*About this exercise*: Determine how many lines of the material below include "flower", and reply with that number alone.

BEGIN

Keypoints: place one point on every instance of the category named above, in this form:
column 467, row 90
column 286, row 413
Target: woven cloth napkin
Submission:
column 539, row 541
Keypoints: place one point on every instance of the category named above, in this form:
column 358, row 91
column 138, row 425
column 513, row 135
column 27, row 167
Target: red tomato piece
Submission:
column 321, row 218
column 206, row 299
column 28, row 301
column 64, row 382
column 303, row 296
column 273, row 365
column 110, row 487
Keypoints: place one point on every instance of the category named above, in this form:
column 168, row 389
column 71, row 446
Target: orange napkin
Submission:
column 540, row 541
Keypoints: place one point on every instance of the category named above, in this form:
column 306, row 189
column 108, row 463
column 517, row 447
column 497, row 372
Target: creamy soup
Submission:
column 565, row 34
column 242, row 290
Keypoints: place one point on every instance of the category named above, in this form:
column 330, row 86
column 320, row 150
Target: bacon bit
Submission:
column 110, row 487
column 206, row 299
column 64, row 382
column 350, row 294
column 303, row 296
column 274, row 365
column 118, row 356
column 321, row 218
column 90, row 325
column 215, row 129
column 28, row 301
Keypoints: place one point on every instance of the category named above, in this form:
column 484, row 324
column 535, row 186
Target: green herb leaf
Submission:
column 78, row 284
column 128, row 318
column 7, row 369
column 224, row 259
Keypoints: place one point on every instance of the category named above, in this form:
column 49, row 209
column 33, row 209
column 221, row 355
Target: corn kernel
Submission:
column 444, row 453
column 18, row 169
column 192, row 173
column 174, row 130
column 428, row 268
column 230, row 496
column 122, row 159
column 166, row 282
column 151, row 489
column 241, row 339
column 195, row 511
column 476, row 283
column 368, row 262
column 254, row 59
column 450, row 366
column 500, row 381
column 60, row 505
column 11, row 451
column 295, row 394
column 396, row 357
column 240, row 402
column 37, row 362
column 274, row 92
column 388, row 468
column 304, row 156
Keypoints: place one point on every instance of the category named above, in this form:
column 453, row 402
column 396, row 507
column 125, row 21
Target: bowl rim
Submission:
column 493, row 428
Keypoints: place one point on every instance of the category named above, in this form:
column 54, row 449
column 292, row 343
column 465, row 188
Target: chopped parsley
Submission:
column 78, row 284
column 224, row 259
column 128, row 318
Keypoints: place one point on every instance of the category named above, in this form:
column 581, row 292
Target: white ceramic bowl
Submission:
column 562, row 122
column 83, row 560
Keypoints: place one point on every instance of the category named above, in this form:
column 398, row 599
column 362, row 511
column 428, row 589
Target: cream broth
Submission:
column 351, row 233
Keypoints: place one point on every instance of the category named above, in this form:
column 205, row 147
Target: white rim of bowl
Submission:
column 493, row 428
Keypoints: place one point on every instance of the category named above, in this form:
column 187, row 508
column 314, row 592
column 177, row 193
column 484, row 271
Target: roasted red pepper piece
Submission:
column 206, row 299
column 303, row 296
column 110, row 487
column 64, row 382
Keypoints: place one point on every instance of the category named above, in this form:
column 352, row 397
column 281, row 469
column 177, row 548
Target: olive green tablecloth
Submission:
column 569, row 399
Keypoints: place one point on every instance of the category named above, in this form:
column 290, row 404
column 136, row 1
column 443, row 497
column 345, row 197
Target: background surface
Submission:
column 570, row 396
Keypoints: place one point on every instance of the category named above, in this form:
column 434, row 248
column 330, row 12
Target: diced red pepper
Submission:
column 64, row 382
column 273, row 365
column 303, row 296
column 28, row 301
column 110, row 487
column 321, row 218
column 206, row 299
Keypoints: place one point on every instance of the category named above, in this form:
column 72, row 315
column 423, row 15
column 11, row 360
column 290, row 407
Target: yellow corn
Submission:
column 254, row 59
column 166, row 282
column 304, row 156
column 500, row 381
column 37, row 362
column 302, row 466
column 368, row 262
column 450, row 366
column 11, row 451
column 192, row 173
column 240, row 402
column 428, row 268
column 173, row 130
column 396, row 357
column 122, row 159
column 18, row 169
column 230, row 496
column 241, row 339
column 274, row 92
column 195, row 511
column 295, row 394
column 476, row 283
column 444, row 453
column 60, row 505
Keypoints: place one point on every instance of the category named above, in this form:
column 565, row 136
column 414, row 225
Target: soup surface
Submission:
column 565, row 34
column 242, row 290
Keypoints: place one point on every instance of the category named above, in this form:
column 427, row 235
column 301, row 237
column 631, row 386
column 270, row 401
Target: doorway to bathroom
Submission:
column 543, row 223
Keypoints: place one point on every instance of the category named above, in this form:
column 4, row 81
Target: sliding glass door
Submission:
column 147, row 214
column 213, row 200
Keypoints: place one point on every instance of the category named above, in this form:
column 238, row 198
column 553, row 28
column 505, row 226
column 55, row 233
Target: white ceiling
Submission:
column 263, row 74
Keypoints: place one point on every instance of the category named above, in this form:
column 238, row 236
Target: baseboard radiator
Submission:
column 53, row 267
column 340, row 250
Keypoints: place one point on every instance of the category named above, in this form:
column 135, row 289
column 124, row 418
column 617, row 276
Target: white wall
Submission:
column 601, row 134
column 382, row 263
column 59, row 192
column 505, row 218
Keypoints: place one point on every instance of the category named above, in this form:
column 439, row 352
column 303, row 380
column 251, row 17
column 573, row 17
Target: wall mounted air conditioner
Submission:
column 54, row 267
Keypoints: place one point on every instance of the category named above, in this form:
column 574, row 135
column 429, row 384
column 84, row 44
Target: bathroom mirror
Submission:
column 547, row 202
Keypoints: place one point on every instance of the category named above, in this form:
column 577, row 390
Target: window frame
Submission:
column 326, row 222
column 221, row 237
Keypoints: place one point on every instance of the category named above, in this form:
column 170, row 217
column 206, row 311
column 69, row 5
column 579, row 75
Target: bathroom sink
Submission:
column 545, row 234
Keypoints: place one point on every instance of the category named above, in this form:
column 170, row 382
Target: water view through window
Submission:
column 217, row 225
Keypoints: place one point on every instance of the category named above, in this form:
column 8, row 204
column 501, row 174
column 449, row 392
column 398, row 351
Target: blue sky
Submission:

END
BEGIN

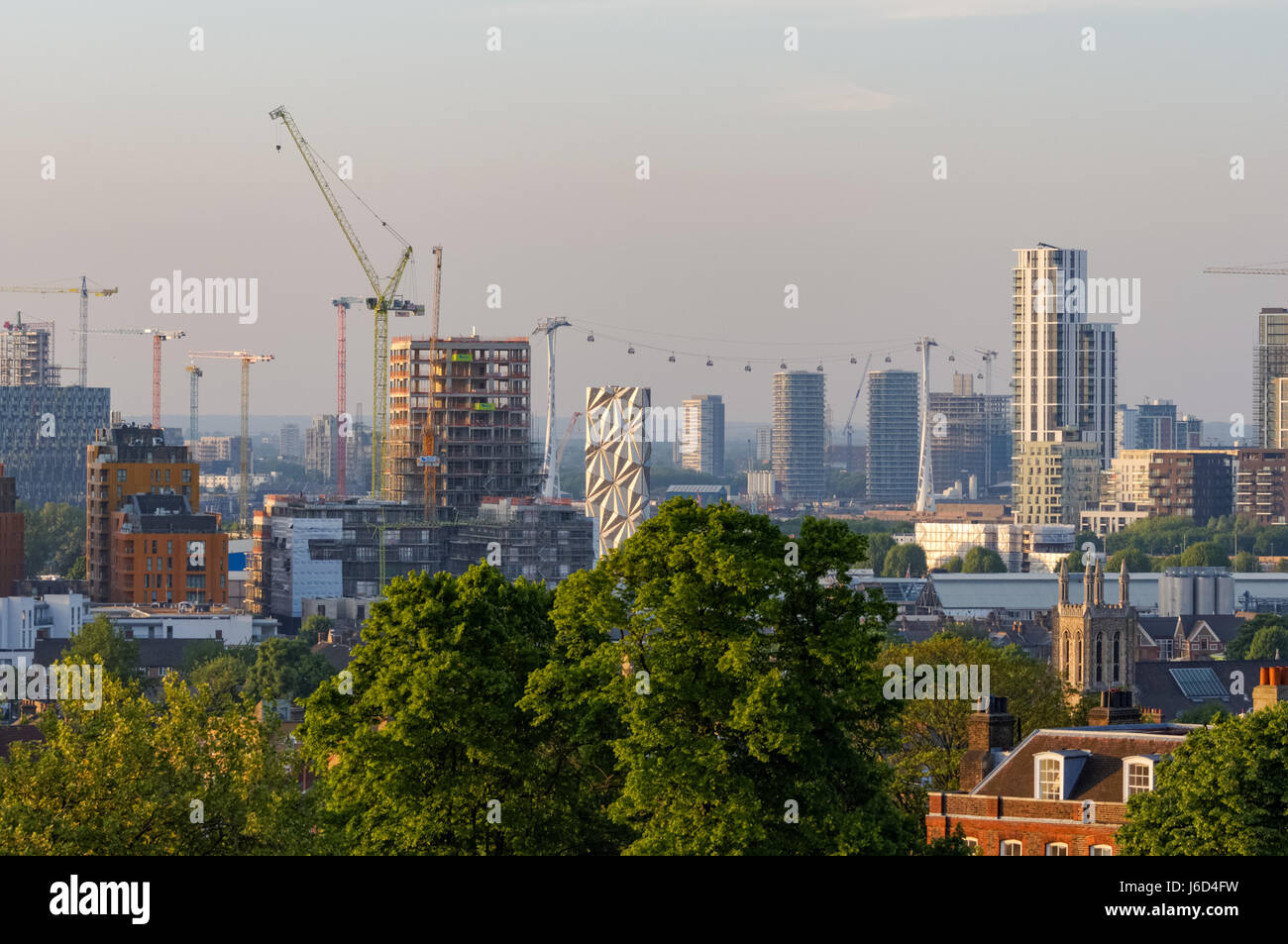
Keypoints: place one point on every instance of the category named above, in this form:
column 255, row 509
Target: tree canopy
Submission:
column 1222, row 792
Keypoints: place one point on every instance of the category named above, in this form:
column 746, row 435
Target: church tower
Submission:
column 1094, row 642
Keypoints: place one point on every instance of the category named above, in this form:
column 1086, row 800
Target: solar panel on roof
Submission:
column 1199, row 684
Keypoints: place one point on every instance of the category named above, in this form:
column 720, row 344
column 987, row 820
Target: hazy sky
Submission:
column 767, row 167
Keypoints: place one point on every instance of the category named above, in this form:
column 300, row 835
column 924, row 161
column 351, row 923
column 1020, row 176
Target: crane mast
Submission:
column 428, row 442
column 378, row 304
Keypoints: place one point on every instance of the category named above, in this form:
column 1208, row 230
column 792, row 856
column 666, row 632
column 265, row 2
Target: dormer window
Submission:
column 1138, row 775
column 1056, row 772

END
BEGIN

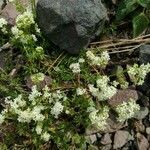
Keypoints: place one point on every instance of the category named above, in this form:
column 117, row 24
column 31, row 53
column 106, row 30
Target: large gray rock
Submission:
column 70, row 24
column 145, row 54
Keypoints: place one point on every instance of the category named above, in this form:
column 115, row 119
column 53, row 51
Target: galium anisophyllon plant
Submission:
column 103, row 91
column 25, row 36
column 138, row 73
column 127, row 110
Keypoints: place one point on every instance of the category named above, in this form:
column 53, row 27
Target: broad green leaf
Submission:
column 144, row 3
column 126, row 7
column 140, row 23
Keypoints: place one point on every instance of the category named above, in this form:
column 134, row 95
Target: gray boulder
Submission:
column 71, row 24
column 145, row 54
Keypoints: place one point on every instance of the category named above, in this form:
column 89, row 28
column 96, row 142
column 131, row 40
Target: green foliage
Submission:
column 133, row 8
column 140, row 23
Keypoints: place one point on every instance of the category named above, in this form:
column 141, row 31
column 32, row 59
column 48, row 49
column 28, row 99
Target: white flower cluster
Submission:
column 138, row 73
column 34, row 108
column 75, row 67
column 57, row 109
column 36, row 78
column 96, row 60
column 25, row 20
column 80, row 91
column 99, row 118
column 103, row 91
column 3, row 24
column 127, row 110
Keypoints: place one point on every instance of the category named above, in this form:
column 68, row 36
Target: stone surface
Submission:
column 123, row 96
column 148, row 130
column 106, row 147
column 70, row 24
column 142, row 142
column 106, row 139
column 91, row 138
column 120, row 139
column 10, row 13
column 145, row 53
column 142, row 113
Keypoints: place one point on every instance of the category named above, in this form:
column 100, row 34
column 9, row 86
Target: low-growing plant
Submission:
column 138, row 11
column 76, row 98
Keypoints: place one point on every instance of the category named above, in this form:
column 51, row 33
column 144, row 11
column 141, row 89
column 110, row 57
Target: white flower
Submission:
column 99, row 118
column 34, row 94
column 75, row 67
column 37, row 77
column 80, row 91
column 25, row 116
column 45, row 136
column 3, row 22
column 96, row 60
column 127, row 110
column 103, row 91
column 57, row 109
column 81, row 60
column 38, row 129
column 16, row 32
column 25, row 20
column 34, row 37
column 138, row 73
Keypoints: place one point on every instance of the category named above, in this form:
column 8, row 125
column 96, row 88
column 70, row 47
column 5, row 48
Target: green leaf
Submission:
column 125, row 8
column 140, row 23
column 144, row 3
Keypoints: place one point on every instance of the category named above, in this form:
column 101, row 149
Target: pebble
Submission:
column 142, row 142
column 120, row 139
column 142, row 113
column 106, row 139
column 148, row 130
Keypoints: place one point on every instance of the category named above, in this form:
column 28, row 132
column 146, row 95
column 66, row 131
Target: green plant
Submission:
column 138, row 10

END

*Completed task*: 2